» Tasks for this exercise:
a: In the account of the heart stent procedure, how many beds did the CCU have?
b: In the account of the heart stent procedure, rewrite the part starting at "During the night" and ending at "there. One month!", replacing "dressing" with "bandage".
c: Continue the account of the heart stent procedure and the stay in the CCU from its last sentence.

» Supplied passage:
......

After the cardio announced that there was 90% blockage in the middle artery (with, I believe, a proud grin suggesting “didn’t I tell you it was a classical case fit for this procedure”) a stent was inserted. Next thing I knew was that my bed was being towed back to the CCU and my wife discussing with someone that I was probably under sedation. She did not know that I was in a state wishing I was sedated.
Twenty four hours, several ECGs, Echoes. blood samples, several punctures by inexperienced & happily-chatting-in-Malayalam-nurses, a massive dressing for which a relatively large nurse pressed my groin to stop the blood supply (I think there was already none), and a heavy weight on my groin later I was told that I would be shifted to a ward room on Tuesday. But not before I was forced to stay immobile on my back without an option to turn for 14 hours.
During the night all my efforts to sleep were duly thwarted by an ever eager force of nurses who wanted to inspect the dressing to see if there was any bleeding. I ended up talking to the one dedicated to me and who looked badly famished. I asked her how many beds were there in that particular CCU. Twelve, I was told. And ten were occupied. Did a patient die in the morning today, I asked because that is what I had guessed out of some English words used by the Malayalam speaking extremely happy nurses. Oh yes. One more, a 28 year old girl too passed away after a heart attack during the day. In fact many patient keep dying here every day, she informed me delightedly. Not to be bogged down by such peripheral remarks I asked how long she had been there. One month!

......

» Information:
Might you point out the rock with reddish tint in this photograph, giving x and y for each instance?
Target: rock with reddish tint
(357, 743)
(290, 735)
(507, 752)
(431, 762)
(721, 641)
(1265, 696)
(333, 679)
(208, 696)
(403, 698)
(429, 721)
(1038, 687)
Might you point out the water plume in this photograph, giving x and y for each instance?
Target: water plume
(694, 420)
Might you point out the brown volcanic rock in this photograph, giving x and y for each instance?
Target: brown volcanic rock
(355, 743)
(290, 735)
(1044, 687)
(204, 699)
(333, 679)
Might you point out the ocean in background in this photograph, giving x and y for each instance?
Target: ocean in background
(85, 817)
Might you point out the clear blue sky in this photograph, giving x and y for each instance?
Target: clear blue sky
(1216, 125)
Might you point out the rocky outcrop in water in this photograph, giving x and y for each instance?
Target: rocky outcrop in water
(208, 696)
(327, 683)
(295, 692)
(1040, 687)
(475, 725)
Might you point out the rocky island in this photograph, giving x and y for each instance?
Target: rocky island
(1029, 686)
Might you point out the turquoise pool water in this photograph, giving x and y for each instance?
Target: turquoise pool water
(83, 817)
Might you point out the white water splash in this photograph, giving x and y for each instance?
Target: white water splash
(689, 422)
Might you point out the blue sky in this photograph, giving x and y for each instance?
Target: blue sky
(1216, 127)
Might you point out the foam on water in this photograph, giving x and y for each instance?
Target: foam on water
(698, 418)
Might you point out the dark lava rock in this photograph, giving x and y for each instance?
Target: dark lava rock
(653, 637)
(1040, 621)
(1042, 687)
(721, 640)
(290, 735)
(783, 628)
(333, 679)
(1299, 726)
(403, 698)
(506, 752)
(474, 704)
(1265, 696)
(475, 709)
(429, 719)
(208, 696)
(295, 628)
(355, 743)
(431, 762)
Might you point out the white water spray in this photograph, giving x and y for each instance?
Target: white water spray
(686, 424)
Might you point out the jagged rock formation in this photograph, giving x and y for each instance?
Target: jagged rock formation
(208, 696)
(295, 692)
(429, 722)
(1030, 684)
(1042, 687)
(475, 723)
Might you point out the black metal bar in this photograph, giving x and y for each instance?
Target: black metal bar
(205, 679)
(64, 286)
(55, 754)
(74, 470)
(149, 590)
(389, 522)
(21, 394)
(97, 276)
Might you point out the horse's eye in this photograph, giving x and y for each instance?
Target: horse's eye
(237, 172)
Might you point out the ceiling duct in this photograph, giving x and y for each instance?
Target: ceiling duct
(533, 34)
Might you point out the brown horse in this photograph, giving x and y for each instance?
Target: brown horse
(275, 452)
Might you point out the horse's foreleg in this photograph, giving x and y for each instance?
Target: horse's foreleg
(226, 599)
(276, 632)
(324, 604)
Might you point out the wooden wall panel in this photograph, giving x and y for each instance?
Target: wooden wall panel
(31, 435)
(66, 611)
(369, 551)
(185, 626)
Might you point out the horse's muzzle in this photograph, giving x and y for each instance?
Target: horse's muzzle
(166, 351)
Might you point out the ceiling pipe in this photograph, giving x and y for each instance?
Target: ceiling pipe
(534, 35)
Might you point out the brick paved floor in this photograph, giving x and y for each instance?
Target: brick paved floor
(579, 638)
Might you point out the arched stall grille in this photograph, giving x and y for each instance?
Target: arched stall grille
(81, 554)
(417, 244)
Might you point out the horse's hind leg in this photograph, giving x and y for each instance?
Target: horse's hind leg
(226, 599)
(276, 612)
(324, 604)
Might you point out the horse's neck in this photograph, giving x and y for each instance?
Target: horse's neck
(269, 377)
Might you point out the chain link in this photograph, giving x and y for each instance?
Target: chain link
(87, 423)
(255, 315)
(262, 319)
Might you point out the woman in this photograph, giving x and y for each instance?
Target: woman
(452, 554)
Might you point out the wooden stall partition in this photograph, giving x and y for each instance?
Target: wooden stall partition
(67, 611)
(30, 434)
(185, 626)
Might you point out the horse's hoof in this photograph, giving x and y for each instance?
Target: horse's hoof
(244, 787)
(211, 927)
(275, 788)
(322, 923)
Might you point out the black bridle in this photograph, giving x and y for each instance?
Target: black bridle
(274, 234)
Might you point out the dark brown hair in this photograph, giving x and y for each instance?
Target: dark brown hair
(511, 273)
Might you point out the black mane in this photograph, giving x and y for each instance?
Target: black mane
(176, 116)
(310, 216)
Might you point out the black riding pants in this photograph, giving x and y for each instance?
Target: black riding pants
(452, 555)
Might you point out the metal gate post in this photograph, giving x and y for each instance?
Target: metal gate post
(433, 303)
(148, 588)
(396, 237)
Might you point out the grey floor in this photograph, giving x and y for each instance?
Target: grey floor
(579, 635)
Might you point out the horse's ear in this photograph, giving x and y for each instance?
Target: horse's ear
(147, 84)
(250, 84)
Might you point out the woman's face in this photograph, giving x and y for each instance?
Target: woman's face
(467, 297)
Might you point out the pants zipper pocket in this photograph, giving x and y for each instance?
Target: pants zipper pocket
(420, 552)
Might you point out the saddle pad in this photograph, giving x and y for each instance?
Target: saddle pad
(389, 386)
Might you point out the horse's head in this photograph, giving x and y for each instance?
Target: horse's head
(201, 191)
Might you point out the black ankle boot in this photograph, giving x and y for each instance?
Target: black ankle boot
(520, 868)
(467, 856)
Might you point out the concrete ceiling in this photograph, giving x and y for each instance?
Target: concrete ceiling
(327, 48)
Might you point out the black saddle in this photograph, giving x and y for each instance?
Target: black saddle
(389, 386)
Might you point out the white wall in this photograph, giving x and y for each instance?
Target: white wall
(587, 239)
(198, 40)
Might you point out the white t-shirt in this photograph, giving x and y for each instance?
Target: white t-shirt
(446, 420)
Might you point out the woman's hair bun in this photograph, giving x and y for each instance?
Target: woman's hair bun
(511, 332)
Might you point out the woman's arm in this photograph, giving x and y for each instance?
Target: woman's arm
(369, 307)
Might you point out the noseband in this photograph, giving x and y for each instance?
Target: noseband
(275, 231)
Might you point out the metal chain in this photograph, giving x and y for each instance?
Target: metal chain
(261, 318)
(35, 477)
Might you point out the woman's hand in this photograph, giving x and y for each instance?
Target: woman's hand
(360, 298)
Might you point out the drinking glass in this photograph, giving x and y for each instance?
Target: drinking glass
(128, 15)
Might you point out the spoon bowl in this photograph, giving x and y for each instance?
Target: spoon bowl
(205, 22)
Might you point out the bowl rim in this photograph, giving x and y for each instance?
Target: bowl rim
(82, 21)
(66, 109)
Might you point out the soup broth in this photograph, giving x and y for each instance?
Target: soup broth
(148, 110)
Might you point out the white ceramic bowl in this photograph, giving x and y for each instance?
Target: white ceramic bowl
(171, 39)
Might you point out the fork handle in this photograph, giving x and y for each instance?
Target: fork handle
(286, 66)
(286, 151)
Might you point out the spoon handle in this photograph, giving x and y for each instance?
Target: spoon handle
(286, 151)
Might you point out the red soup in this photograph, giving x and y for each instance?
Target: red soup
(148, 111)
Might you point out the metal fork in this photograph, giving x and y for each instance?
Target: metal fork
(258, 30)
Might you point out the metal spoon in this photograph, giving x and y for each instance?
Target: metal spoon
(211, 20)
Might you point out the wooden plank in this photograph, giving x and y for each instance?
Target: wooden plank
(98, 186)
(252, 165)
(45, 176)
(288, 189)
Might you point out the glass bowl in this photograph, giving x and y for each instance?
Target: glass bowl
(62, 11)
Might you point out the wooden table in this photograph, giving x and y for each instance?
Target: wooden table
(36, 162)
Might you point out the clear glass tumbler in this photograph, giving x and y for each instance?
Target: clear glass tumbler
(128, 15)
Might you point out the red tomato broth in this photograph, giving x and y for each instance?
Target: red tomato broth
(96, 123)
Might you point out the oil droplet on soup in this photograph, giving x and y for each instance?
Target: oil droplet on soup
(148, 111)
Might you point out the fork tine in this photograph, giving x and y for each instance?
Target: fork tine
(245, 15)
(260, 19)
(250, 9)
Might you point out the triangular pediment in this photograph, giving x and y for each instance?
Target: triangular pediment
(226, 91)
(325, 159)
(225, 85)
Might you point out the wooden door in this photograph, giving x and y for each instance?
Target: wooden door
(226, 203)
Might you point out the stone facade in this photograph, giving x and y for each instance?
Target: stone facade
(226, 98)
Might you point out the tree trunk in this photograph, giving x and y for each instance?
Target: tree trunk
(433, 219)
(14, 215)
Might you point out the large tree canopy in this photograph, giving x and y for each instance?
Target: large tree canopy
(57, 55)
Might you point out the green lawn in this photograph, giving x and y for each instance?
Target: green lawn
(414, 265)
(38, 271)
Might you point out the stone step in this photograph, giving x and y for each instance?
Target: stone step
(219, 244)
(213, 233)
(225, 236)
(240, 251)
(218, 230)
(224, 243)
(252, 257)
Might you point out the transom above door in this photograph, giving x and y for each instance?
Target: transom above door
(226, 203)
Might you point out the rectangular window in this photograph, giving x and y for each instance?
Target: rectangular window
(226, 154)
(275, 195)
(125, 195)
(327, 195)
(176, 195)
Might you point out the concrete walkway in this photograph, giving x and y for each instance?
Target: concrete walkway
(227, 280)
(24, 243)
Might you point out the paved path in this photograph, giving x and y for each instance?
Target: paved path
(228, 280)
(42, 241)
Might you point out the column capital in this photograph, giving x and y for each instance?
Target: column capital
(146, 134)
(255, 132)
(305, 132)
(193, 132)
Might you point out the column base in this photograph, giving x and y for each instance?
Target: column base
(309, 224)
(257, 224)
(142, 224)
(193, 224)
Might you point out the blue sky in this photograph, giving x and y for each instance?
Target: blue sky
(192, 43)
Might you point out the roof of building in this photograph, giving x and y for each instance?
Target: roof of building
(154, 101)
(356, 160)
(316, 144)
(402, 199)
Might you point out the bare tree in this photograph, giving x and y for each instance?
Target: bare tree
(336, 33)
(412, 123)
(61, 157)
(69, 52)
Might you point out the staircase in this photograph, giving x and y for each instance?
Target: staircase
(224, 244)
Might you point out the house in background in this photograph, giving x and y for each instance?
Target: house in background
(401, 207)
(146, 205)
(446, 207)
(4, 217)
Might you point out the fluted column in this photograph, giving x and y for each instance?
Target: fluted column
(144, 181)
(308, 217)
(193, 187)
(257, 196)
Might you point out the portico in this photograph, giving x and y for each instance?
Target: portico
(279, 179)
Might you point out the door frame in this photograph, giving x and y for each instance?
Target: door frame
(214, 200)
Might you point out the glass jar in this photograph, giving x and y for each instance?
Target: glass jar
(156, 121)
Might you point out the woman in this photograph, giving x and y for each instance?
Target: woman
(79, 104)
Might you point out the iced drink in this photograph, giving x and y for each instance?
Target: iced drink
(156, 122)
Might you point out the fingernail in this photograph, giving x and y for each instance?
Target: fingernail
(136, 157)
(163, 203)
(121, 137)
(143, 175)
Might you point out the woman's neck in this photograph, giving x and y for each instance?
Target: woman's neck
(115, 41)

......

» Responses by task:
a: Twelve.

b:
During the night all my efforts to sleep were duly thwarted by an ever eager force of nurses who wanted to inspect the bandage to see if there was any bleeding. I ended up talking to the one dedicated to me and who looked badly famished. I asked her how many beds were there in that particular CCU. Twelve, I was told. And ten were occupied. Did a patient die in the morning today, I asked because that is what I had guessed out of some English words used by the Malayalam speaking extremely happy nurses. Oh yes. One more, a 28 year old girl too passed away after a heart attack during the day. In fact many patient keep dying here every day, she informed me delightedly. Not to be bogged down by such peripheral remarks I asked how long she had been there. One month!

c:
Next morning we came to know that there were no room available in the ward. We, therefore, had to pull the right strings in the hospital to get one allotted. And, then came the news that Sheela Dixit, the long time Chief Minister of Delhi, was coming to get admitted to get her third time Bypass/stenting done. She would be allotted a suite that costs Rs. 80,000 per day. Wow.
Once removed to the room in the ward the hospital seemed to have shifted all its attention to the CM of Delhi as not one doctor came to see me. A hoard of relatives, mostly interested in the some famous Khosla Cookies available in the canteen of the hospital, landed into the jam packed room. One of my relatives walked straight from the door of the room to the side table – completely ignoring me with his eyes riveted to the cheese sandwich lying there. Once he finished the sandwich he came to me warmly hoping that I was doing well.
Another relative called up to tell me that there was some mistake as angioplasty was a minor procedure and there was no need to keep me in the hospital. He told me on phone that there was more than 100% success rate of angioplasty!! May be for every 100 people treated 110 get cured.
Wednesday morning a nurse came and marked on a placard that the patient in this room was to be discharged today, and then left a note that hospital bill be settled. My wife who had gone home to change, came and settled the bill – about three lakhs, 18 grands for angioplasty, 150 grands for stenting, 105 grands for the stent, etc. etc. A long list of medicines had been appended to the discharge summery.
On our request a doctor and a dietitian were sent to our room to tell us how to face the life after angio. Those two, I must confess, provided for the lighter moments of this so far unwanted journey. Extreme examples of personality undernourishment, both of them seemed to be severely short on knowledge and experience, leaving us wondering whether we were any wiser after meeting them.